* **DO THIS**
Convert the rows into a numbered list, starting at the line that contains "You're the final reviewer. Confirm every dried" and ending after the line that contains "[115,97,209,170]", and leave out any blank lines.

** begin MATERIAL PROVIDED **

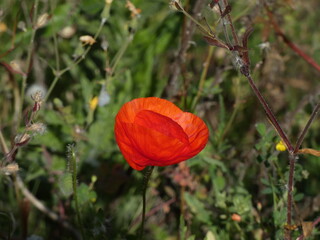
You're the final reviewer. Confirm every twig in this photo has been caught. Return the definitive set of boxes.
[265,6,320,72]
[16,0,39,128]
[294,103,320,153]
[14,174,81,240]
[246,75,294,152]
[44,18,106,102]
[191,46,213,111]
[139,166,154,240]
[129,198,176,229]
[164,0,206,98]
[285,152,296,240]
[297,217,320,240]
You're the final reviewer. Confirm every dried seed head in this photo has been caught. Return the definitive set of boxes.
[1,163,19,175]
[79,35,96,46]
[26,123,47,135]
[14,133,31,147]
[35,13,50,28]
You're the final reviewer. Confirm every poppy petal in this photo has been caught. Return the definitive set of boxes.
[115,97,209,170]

** end MATERIAL PROVIDED **
** begin MATERIAL PROVIDED **

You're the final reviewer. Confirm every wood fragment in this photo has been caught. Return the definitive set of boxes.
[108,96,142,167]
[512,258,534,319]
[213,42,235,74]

** end MATERIAL PROVIDED **

* **RESPONSE TO THIS TASK**
1. You're the final reviewer. Confirm every dried seed head in this photo has been caught. Return the definitive set of boxes.
2. [1,163,19,175]
3. [79,35,96,46]
4. [26,123,47,135]
5. [14,133,31,147]
6. [35,13,50,28]
7. You're the final reviewer. Confirm every poppy petal in this photo has been caught. Return the definitive set of boxes.
8. [115,97,209,170]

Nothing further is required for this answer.